*Document text:*
- Opening Delimiter -

Basically, retrieval works like this: when you learn something new, your brain creates a new path with neurons (cells that send and receive instructions from the brain). When you recall it, your brain is using that one particular path to remember information. Spaced practise helps students refresh that pathway by asking them to let your memory partially forget the information, then recall it every time you’re a bit rusty. This helps the learner recall more and more information over time.
Interleaved study
Sometimes, students might find that it’s easier to switch between multiple assessments when they’ve got a lot on your plate. This is actually a proven method that helps you with your memory and learning.
It helps because subjects have lots of skills to teach each student. When they switch between lots of them, they’ll find that skills can be transferred across different subjects. Once students clock which skills can be used where they can improve the skill as a whole across a range of different scenarios. For example, writing essays for English might help them learn classics because both rely on the skill of critical thinking. Balancing equations in chemistry might help them learn maths formulas because they both rely on the skill of logical reasoning.
Chunking
This method encourages students to break large chunks of information down to bite-sized components. Chunking improves someone’s ability to store information in the short-term. You can eventually link smaller bits of information together and combine it into one big topic that’s easier for you to remember.
As an example, let’s use the Level 2 Biology standard of Gene Expression. It can be broken down into its topics, we’ll use DNA as our topic example. Then, students break the DNA topic down into specific details. Here is a great example of how the Level 2 Gene Expression topic can be broken down into small, simple, and easy-to-learn components, just by the way.

- Closing Delimiter -

*What needs to be done:*
Reproduce the passage on study techniques in full, without any changes.

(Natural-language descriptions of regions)

- Opening Delimiter -

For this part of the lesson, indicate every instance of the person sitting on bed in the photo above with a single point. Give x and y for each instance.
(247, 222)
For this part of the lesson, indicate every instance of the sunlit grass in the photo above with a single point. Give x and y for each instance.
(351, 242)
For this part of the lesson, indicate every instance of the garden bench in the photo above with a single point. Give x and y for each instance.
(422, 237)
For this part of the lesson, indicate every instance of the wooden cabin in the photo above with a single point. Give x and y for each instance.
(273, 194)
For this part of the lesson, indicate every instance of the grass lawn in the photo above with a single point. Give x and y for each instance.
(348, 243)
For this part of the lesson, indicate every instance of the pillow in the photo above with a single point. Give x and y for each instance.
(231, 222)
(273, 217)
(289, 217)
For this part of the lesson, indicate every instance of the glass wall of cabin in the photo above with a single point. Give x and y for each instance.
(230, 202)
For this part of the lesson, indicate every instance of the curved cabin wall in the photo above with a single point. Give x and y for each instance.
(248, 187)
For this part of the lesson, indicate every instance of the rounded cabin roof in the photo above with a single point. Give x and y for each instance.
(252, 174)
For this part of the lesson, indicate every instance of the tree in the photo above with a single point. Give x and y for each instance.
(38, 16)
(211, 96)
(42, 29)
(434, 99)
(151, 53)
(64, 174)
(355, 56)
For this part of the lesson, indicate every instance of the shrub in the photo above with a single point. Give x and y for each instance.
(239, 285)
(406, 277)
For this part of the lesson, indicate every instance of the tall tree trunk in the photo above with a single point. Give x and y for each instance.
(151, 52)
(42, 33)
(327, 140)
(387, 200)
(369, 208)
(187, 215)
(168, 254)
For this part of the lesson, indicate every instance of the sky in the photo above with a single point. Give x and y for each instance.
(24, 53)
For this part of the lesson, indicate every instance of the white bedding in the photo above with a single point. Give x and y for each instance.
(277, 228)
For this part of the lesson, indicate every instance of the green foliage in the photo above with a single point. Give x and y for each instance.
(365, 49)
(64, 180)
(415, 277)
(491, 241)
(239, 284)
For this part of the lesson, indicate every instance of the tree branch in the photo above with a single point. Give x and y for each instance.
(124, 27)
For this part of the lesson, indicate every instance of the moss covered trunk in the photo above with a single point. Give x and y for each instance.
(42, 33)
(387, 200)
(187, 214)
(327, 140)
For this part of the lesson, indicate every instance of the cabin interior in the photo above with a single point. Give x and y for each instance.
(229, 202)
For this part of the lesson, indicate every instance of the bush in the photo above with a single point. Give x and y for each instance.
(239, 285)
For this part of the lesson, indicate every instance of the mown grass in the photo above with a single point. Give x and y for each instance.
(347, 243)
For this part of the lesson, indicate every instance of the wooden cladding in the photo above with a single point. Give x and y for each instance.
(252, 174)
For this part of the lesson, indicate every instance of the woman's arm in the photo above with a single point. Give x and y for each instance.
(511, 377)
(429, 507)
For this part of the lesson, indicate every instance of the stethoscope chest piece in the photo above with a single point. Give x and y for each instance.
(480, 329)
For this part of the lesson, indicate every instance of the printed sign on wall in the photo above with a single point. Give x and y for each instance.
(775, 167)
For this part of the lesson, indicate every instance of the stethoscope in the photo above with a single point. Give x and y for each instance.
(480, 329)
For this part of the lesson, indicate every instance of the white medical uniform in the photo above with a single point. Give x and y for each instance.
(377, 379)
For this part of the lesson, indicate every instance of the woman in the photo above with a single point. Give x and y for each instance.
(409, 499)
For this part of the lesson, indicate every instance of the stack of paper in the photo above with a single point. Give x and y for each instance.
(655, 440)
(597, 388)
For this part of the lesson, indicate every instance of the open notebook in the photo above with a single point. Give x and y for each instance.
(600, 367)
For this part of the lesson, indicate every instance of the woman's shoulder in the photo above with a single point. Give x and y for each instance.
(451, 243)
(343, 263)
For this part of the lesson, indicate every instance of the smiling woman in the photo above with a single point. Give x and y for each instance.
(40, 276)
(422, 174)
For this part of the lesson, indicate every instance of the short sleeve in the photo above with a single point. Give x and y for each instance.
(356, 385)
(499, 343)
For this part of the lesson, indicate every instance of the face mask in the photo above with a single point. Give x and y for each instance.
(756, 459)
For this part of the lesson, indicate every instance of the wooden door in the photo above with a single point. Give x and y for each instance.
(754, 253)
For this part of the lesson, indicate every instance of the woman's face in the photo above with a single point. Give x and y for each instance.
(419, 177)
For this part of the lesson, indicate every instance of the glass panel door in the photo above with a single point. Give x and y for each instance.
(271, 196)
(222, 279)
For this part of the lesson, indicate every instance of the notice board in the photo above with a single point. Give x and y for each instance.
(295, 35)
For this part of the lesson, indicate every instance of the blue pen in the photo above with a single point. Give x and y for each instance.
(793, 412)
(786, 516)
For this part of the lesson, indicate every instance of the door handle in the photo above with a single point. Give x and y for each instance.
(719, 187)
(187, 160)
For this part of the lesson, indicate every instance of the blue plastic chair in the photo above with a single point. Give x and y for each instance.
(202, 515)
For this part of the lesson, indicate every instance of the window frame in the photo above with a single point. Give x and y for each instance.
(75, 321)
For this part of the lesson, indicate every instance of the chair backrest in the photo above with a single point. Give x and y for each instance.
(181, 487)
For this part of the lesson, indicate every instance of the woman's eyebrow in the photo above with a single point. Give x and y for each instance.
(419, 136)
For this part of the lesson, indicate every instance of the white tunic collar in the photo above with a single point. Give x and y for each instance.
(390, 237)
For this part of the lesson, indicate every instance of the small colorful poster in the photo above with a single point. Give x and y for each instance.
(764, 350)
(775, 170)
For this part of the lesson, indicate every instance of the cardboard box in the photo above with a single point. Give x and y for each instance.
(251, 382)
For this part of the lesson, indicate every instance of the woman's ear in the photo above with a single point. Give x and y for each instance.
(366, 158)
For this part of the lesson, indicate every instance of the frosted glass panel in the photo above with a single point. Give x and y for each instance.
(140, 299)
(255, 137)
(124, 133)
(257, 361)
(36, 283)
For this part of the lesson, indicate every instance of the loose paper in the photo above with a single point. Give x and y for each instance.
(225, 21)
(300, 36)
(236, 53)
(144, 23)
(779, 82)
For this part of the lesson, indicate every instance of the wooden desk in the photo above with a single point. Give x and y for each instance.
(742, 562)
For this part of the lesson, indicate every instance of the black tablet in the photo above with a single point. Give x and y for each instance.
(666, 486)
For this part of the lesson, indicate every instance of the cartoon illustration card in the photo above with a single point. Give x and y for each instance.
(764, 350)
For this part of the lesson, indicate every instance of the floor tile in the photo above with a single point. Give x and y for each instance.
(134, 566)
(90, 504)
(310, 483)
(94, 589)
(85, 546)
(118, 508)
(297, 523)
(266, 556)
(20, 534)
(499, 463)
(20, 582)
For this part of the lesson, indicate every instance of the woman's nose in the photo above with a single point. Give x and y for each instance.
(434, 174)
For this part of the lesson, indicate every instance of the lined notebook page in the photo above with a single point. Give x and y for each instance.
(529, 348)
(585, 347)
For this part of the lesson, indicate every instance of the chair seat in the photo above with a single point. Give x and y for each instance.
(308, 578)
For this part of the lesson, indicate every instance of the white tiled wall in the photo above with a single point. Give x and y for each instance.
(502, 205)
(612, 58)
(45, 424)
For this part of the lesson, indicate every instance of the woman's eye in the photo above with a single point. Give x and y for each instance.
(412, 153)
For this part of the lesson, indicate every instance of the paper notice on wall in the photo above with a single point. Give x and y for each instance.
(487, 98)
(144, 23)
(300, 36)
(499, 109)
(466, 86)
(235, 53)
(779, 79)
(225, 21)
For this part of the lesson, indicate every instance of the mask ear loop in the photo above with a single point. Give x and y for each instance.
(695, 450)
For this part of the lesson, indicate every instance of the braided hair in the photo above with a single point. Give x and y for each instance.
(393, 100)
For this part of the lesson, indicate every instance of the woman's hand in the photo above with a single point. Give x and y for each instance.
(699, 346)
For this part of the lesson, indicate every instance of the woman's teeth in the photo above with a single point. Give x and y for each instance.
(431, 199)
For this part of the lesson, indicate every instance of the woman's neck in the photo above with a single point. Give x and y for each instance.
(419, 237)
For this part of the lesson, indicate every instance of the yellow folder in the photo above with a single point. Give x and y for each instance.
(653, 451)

- Closing Delimiter -

*Expected answer:*
Basically, retrieval works like this: when you learn something new, your brain creates a new path with neurons (cells that send and receive instructions from the brain). When you recall it, your brain is using that one particular path to remember information. Spaced practise helps students refresh that pathway by asking them to let your memory partially forget the information, then recall it every time you’re a bit rusty. This helps the learner recall more and more information over time.
Interleaved study
Sometimes, students might find that it’s easier to switch between multiple assessments when they’ve got a lot on your plate. This is actually a proven method that helps you with your memory and learning.
It helps because subjects have lots of skills to teach each student. When they switch between lots of them, they’ll find that skills can be transferred across different subjects. Once students clock which skills can be used where they can improve the skill as a whole across a range of different scenarios. For example, writing essays for English might help them learn classics because both rely on the skill of critical thinking. Balancing equations in chemistry might help them learn maths formulas because they both rely on the skill of logical reasoning.
Chunking
This method encourages students to break large chunks of information down to bite-sized components. Chunking improves someone’s ability to store information in the short-term. You can eventually link smaller bits of information together and combine it into one big topic that’s easier for you to remember.
As an example, let’s use the Level 2 Biology standard of Gene Expression. It can be broken down into its topics, we’ll use DNA as our topic example. Then, students break the DNA topic down into specific details. Here is a great example of how the Level 2 Gene Expression topic can be broken down into small, simple, and easy-to-learn components, just by the way.